To-do list
• a. In the forum post on Global T20 Canada, list the forms of direct message that are named in parentheses.
• b. Output everything in the forum post on Global T20 Canada from "Cricket has always" down to "to list here.".
• c. Continue the forum post about Canadian cricket and the Global T20 Canada tournament from its final sentence.

Quoted passage
═══

Global T20 Canada

For discussion of all aspects of Canadian cricket
mautan
Posts: 94
Joined: Wed Jun 20, 2018 3:22 pm

Re: Global T20 Canada

Post by mautan » Sat Jul 07, 2018 11:18 am

LeScotsman wrote:
Fri Jul 06, 2018 10:54 am
The world has moved on lightyears in 10 years. Ten years ago, televised cricket was much harder to find in North America, or even on the internet. The IPL was a baby. The whole world wasn't glued to screens in the palms of their hands every minute. To understand what's going on, it's important to understand human behaviour. 99% of people will always take the laziest, cheapest route. It's very difficult nowadays to get people to to reply to direct messages (text, voicemail, FB) or even open emails, let alone read them and take action. When people can stream live cricket on their phones for free on the toilet or in their car, or from their sofa without paying, and tune in and out while they potter around doing other things, like looking after the kids, why would they choose to spend 40$-150$ a head and lose 8 hours of their day, driving to a bleacher in the sun or anywhere else, taking more than 50 steps of action along the way? Ten years ago, there was not a large enough market to successfully stage a pro event here. Now, even less so. With screens and non-stop distraction everywhere, if you make an offer to people, their brains make a quick calculation, ''Do I have to make effort for this?'' If yes, most people choose not to. This is why it is tumbling.

Cricket has always been hard here or anywhere. In North America, it has always been a shambles and followed the very opposite path to proper development. Stumbling around now trying to make a success of it while competing for attention with youtube is very difficult. Cricket here is not in a battle to grow any more as it was 10 years ago (a battle it lost, sadly). It’s in a battle to survive.

There is no other pastime that takes so much time and effort. So much has to go into it to making one game work. Miss or slack on one important detail, and it fails. Below are just a few examples of the key pieces in staging one recreational match - hugely different from a professional tournament but I use it as an example for cricket in general. In terms of creating a successful overall system or event, there are many more requirements, too long to list here.

═══

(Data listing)
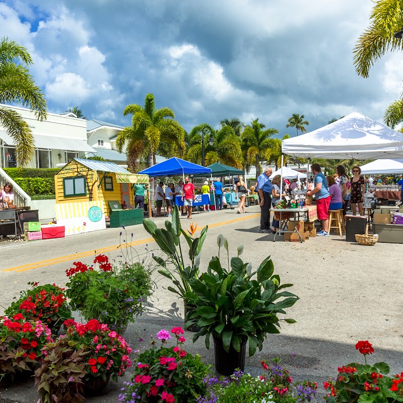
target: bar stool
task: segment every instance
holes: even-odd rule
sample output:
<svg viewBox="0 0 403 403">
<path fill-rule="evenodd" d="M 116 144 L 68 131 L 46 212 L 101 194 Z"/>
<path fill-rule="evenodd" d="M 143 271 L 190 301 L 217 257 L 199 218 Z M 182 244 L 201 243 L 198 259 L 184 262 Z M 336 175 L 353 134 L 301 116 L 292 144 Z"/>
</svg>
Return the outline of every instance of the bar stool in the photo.
<svg viewBox="0 0 403 403">
<path fill-rule="evenodd" d="M 339 233 L 340 236 L 342 236 L 342 224 L 340 219 L 340 210 L 329 210 L 329 232 L 332 229 L 334 229 L 337 231 L 339 230 Z M 335 225 L 332 225 L 332 223 L 335 222 Z"/>
<path fill-rule="evenodd" d="M 342 231 L 346 232 L 346 226 L 344 225 L 344 216 L 343 216 L 343 209 L 340 209 L 340 222 L 342 223 Z"/>
</svg>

═══

Task-by-task results
• a. text, voicemail, FB

• b.
Cricket has always been hard here or anywhere. In North America, it has always been a shambles and followed the very opposite path to proper development. Stumbling around now trying to make a success of it while competing for attention with youtube is very difficult. Cricket here is not in a battle to grow any more as it was 10 years ago (a battle it lost, sadly). It’s in a battle to survive.

There is no other pastime that takes so much time and effort. So much has to go into it to making one game work. Miss or slack on one important detail, and it fails. Below are just a few examples of the key pieces in staging one recreational match - hugely different from a professional tournament but I use it as an example for cricket in general. In terms of creating a successful overall system or event, there are many more requirements, too long to list here.

• c.
To play a match, you need a huge space - 4 acres of flat grassed land, with people who properly understand and can carry out good ground maintenance in order to make play safe and productive. It's a full-time job, with years of training required. There are probably only 5 people in the country who understand that. Do they have the time and money? Will they in the future? You can't play hockey in 6 inches of snow. Can you play cricket in 6 inches of grass? Will it ever work in municipal parks where they have regulations about not cutting the grass? No. Will it continue to get use of substandard municipal land in the midst of demand from every other, easier sport? No. If cricket is to survive, it needs to find a solution to that. It will only have a chance of survival on private land.

Every match requires people who can score. I've played and organised cricket and other sports for more than 30 years, in all that time, in every cricket game, 80-90% of people say they don't know how to score. Even the guys who’ve played for 50 years. Every match, it's a dog's breakfast. Teams lose games all the time that they actually won because people can't count or pay attention, or understand the system. It’s not uncommon for scorebooks to have 40 runs out of place over 500 balls. The scorer can blink (or their phones vibrate now) and you lose the game. It's so much goddamn work and confusion. People say, just use an app. Again, most people don't know how to work the thing, and they can't spot or correct mistakes on a screen as they can on paper. The battery runs out of power, etc. Is people's behaviour and knowledge towards that going to change? No. Does this complication appeal to people, or drive them away? Or is it the system that needs to change? The ICC, MCC, or any cricket board has never bothered to even put a YouTube video up explaining how scoring works. How are people supposed to do it?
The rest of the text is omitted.